[AVAILABLE DATA]

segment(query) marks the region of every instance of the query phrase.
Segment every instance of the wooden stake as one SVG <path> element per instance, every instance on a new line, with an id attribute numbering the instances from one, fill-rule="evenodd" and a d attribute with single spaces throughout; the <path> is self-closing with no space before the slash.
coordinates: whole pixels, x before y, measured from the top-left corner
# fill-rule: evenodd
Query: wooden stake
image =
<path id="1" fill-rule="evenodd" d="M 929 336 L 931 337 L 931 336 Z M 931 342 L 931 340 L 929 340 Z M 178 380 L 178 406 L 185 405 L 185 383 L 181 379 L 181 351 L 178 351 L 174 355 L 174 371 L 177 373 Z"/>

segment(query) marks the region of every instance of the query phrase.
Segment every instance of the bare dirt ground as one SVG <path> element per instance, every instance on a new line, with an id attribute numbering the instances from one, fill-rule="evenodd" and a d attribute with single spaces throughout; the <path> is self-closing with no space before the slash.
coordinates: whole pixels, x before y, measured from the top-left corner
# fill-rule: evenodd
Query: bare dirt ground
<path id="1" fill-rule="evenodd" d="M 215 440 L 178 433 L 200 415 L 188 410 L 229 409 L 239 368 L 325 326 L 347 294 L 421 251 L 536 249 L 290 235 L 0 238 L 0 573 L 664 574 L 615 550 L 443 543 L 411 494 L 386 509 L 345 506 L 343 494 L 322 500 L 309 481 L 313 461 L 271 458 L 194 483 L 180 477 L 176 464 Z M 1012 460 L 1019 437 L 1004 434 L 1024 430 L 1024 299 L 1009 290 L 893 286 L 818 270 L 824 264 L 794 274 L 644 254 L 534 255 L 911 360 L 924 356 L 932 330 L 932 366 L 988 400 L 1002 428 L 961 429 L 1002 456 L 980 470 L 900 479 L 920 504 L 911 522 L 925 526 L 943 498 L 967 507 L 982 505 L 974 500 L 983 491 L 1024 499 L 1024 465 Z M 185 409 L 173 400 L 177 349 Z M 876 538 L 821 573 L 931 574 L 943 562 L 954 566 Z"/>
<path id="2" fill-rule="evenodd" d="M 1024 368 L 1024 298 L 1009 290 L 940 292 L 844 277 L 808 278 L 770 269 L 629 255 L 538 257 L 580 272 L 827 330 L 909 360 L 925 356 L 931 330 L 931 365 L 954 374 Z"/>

[EXERCISE DIRECTIONS]
Please reproduce each line of the records above without any change, keeping them in their original order.

[RESPONSE BELOW]
segment(query) marks the region of every instance of the query phrase.
Segment every instance of the wooden stake as one SVG <path> element per instance, every instance on a new line, with an id attribute numbering the instances from one, fill-rule="evenodd" and a d attribute with single spaces throughout; the <path> is self-closing with no space before the slash.
coordinates: whole pixels, x before y, measured from the top-left corner
# fill-rule: evenodd
Query: wooden stake
image =
<path id="1" fill-rule="evenodd" d="M 929 336 L 931 337 L 931 336 Z M 931 342 L 931 340 L 929 340 Z M 178 380 L 178 406 L 185 405 L 185 383 L 181 379 L 181 351 L 178 351 L 174 355 L 174 371 L 177 373 Z"/>

segment(query) marks the region of every instance of the query phrase.
Segment every instance of the bare dirt ground as one SVG <path> element per instance, every instance on a new line, with an id attribute numbering the instances from one, fill-rule="evenodd" and a d attribute with single spaces throughout; the <path> is self-closing with no space before the slash.
coordinates: whole pixels, x before y, measured from the top-left corner
# fill-rule: evenodd
Query: bare dirt ground
<path id="1" fill-rule="evenodd" d="M 215 440 L 178 433 L 200 415 L 188 410 L 229 409 L 239 368 L 325 326 L 347 294 L 421 251 L 536 249 L 290 235 L 0 238 L 0 573 L 664 574 L 615 550 L 443 543 L 411 494 L 386 509 L 345 506 L 343 494 L 322 500 L 309 481 L 313 461 L 271 458 L 194 483 L 180 477 L 176 464 Z M 1012 460 L 1019 437 L 1004 434 L 1024 430 L 1024 299 L 1009 290 L 893 286 L 818 270 L 824 264 L 794 274 L 644 254 L 534 255 L 911 360 L 924 356 L 932 330 L 932 366 L 988 400 L 1002 428 L 961 429 L 1002 456 L 980 470 L 900 479 L 920 504 L 911 522 L 925 526 L 943 498 L 967 507 L 982 505 L 974 500 L 983 491 L 1024 499 L 1024 465 Z M 185 409 L 173 400 L 177 349 Z M 876 538 L 821 573 L 931 574 L 943 562 L 954 566 Z"/>
<path id="2" fill-rule="evenodd" d="M 1024 368 L 1024 298 L 1009 290 L 940 292 L 844 277 L 808 278 L 770 269 L 629 255 L 538 257 L 580 272 L 827 330 L 909 360 L 925 356 L 931 330 L 931 365 L 954 374 Z"/>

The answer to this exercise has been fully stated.